___ The records

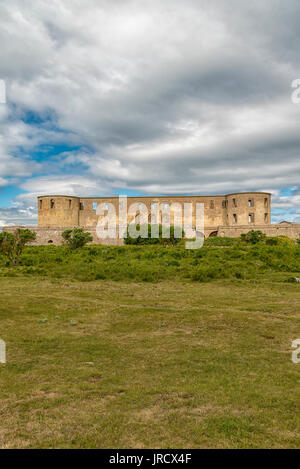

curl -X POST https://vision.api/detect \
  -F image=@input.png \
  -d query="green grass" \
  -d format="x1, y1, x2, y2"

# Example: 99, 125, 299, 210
0, 238, 300, 282
0, 246, 300, 448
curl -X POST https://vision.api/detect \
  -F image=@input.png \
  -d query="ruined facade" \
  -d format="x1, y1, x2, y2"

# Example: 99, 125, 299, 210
5, 192, 300, 245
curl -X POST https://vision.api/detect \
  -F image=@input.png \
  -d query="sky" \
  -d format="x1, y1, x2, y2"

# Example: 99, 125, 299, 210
0, 0, 300, 226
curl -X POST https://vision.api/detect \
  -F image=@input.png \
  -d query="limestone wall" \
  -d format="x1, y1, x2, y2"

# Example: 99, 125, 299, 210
38, 192, 271, 232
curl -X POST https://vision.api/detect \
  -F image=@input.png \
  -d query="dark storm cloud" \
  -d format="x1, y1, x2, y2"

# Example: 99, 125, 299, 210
0, 0, 300, 223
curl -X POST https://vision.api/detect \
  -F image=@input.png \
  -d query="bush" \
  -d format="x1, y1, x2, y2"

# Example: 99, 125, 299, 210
266, 235, 295, 246
62, 228, 93, 249
0, 228, 36, 266
241, 230, 266, 244
124, 224, 184, 246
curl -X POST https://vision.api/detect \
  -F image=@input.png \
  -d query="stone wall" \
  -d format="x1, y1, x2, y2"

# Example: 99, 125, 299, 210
38, 192, 271, 236
3, 223, 300, 246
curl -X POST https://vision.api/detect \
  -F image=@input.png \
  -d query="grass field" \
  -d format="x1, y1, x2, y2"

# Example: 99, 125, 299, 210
0, 243, 300, 448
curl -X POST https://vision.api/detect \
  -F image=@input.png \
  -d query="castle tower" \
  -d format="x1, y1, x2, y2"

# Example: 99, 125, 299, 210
226, 192, 271, 226
38, 195, 80, 228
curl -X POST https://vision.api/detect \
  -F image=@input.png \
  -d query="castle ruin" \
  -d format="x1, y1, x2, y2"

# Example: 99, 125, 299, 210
4, 192, 300, 245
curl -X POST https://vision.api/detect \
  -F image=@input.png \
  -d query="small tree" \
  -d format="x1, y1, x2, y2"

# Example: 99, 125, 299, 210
62, 228, 93, 249
0, 228, 36, 265
241, 230, 266, 244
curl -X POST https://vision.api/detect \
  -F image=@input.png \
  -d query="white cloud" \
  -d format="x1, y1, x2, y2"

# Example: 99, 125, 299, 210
0, 0, 300, 223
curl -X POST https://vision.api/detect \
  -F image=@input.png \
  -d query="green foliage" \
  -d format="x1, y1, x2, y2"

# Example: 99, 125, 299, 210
0, 228, 36, 266
241, 230, 266, 244
0, 240, 300, 283
124, 224, 184, 246
266, 235, 295, 246
62, 228, 93, 249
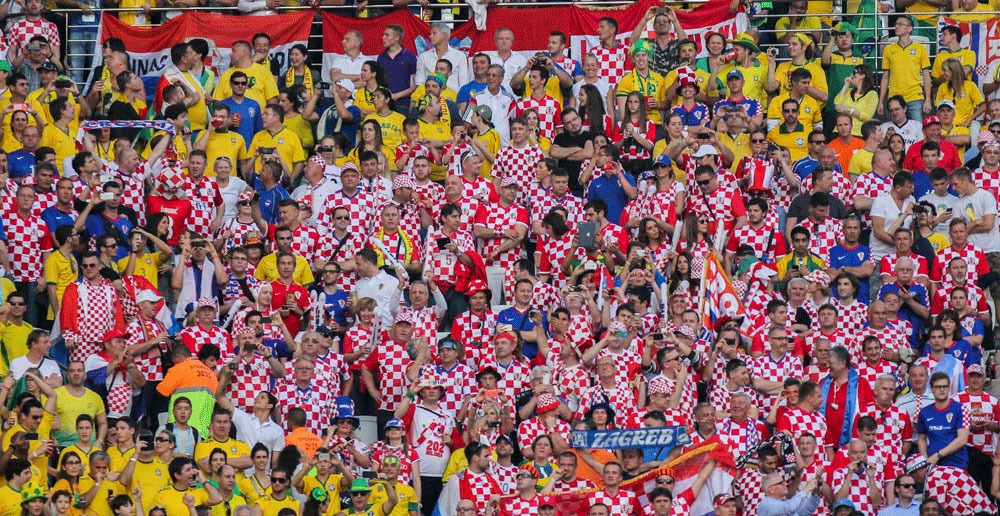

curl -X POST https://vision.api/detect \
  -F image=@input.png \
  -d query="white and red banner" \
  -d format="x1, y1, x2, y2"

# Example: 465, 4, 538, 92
323, 0, 747, 80
94, 11, 316, 84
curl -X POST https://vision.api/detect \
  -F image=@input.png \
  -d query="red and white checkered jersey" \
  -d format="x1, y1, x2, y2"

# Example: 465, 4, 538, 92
371, 440, 420, 484
856, 358, 897, 390
517, 416, 570, 450
924, 466, 997, 514
365, 338, 413, 410
396, 142, 434, 174
649, 374, 698, 417
576, 384, 641, 428
181, 176, 223, 239
274, 380, 336, 435
587, 489, 638, 516
774, 406, 826, 443
848, 172, 892, 229
535, 229, 587, 290
878, 253, 929, 278
854, 402, 913, 464
427, 194, 480, 234
708, 382, 771, 414
423, 228, 476, 288
181, 325, 233, 363
715, 418, 771, 457
226, 353, 276, 414
125, 315, 167, 382
493, 144, 545, 207
833, 299, 868, 342
516, 95, 562, 140
4, 212, 51, 280
321, 188, 378, 238
4, 17, 62, 52
931, 244, 990, 283
476, 204, 529, 270
483, 356, 531, 399
747, 352, 803, 407
931, 280, 990, 314
796, 217, 844, 263
955, 391, 1000, 454
726, 223, 788, 263
590, 41, 632, 88
830, 460, 884, 516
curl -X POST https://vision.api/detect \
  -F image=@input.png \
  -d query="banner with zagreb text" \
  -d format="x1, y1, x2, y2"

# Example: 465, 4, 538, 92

______

:: Goal ::
Substitute "scene.png" for each "input.png" throughout the listing and reproduce it with nothing else altered. Leave the pictures out.

:: Solution below ::
curl -X POST https://vision.api/detect \
  -F image=@scene.png \
  -d query="green grass" \
  -d format="x1, y1, x2, y2"

# Example: 99, 125, 299, 210
0, 238, 300, 282
0, 246, 300, 448
curl -X POST https://vision.api/detect \
  -F image=@scene.png \
  -d query="ruined facade" \
  -d format="x1, y1, x2, y2"

# Example: 99, 125, 299, 210
5, 192, 300, 245
curl -X POST https://vision.api/detect \
  -F image=@scene.png \
  -d query="sky" \
  -d format="x1, y1, x2, y2"

# Example: 99, 125, 299, 210
0, 0, 300, 226
curl -X POST https://vision.api/detect \
  -F image=@scene.png \
  -d query="limestone wall" \
  -d format="x1, y1, x2, y2"

# Example: 99, 125, 299, 210
38, 192, 271, 232
curl -X POST https://vision.api/detect \
  -F image=@scene.png \
  -d query="dark storm cloud" \
  -d format="x1, y1, x2, y2"

# Example: 99, 125, 299, 210
0, 0, 300, 223
curl -X POST https://vision.api/detect \
  -F image=@scene.png \
  -d query="bush" \
  -d format="x1, y1, x2, y2"

# Example: 99, 125, 299, 210
266, 235, 295, 246
62, 228, 93, 249
0, 228, 36, 266
241, 230, 266, 244
124, 224, 184, 246
curl -X POST https://vision.api/detect \
  -F image=@scene.png \
  -d query="stone wall" \
  -d format="x1, y1, x2, y2"

# Example: 99, 125, 299, 210
38, 192, 271, 236
3, 223, 300, 246
curl -X POST https://vision.api/detect \
  -F image=@scene.png \
  -d query="grass field" \
  -d format="x1, y1, x2, y2"

# Example: 99, 125, 299, 210
0, 243, 300, 448
curl -X POST https://vision.api/detect \
  -F image=@scene.png \
  -d query="castle tower" \
  -d format="x1, y1, x2, y2"

# Example: 99, 125, 299, 210
226, 192, 271, 226
38, 195, 80, 228
curl -X POST https://vision.api/detect \
  -F image=@scene.png \
  -d query="castle ruin" \
  -d format="x1, y1, x2, y2"

# Example: 99, 125, 299, 210
4, 192, 300, 245
curl -X POST https://vision.api/detect \
  -F image=@scene.png \
  -d query="small tree" \
  -d format="x1, y1, x2, y2"

# Example: 99, 125, 299, 210
62, 228, 93, 249
0, 228, 36, 265
241, 230, 266, 244
curl -X POST https://vision.api/detect \
  -F image=@scene.png \
  -d query="white cloud" \
  -d format="x1, y1, x2, y2"

# Example: 99, 125, 299, 210
0, 0, 300, 223
curl -X POST https://vision.api/detect \
  -F image=@scene.png \
  -d query="green foliage" \
  -d format="x1, y1, x2, y2"

# Example: 99, 125, 299, 210
0, 228, 36, 266
241, 230, 266, 244
0, 240, 300, 283
124, 224, 184, 246
266, 235, 295, 246
62, 228, 93, 249

curl -X POST https://vision.api/detect \
  -F image=@scene.png \
  -d query="white and red banner" \
  -d format="x1, y1, x2, y2"

# Example: 465, 4, 538, 92
323, 0, 747, 80
94, 11, 316, 84
curl -X POST https://vision.api/detect \
  -F image=@scene.png \
  -d query="red and white checkered jersey" \
  -d format="x1, y1, x2, y2"

# Example: 465, 4, 538, 92
371, 440, 420, 484
856, 358, 897, 390
517, 416, 570, 450
924, 466, 997, 514
365, 338, 413, 410
396, 142, 434, 174
649, 374, 698, 417
576, 384, 641, 428
181, 176, 223, 239
274, 380, 336, 435
587, 489, 638, 516
774, 406, 826, 443
848, 172, 892, 229
535, 229, 587, 290
878, 253, 929, 278
854, 402, 913, 464
427, 194, 480, 234
708, 382, 771, 414
423, 228, 476, 288
181, 325, 233, 363
715, 418, 771, 457
226, 353, 276, 414
125, 315, 167, 382
493, 144, 545, 207
833, 299, 868, 342
516, 95, 562, 140
4, 212, 51, 280
321, 188, 378, 238
4, 17, 62, 52
931, 244, 990, 283
476, 204, 529, 270
483, 356, 531, 399
747, 352, 803, 407
931, 280, 990, 314
796, 217, 844, 263
955, 391, 1000, 454
726, 223, 788, 263
590, 41, 632, 88
830, 460, 884, 516
curl -X POST https://vision.api/detect \
  -F image=@scene.png \
  -d query="banner with zagreb text" \
  -d format="x1, y1, x2, y2"

# Example: 465, 4, 538, 92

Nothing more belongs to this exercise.